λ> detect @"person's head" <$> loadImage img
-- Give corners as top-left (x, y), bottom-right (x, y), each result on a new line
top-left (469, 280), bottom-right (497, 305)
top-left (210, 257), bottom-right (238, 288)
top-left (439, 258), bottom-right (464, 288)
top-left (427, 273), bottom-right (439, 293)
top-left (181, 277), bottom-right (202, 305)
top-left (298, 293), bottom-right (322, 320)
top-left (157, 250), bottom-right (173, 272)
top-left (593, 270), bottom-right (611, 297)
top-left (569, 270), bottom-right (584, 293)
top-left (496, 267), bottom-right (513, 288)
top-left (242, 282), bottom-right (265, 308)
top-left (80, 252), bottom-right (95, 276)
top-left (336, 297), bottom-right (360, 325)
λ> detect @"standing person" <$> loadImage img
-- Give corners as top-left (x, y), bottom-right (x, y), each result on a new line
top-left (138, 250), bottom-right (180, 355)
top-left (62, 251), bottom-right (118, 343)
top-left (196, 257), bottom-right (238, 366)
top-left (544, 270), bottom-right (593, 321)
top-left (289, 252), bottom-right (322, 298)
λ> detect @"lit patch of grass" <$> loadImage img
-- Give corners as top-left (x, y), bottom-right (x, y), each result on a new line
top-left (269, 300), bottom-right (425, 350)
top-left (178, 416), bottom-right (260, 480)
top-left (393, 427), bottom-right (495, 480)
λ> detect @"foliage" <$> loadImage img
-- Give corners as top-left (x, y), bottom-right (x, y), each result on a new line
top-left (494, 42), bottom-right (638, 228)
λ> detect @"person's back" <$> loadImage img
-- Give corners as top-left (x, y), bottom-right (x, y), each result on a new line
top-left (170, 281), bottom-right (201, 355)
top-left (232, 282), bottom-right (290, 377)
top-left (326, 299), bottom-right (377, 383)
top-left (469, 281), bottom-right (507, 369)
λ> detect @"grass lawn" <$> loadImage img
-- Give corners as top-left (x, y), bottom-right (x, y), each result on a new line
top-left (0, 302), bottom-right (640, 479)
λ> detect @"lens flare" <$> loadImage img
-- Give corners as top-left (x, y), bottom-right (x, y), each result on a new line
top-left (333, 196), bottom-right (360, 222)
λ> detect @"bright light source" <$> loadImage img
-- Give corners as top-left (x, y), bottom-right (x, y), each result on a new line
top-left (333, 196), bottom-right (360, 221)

________________

Rewrite the lines from the start of the records up to and including the line with "top-left (157, 250), bottom-right (173, 272)", changing "person's head" to "human head" and leaving everything else as it is.

λ> detect @"human head" <$> loadImage img
-- Give corners as top-left (x, y), bottom-right (x, y), each result on a new line
top-left (469, 280), bottom-right (497, 305)
top-left (210, 257), bottom-right (238, 288)
top-left (439, 258), bottom-right (464, 288)
top-left (427, 273), bottom-right (439, 293)
top-left (181, 277), bottom-right (202, 305)
top-left (298, 293), bottom-right (322, 320)
top-left (157, 250), bottom-right (173, 272)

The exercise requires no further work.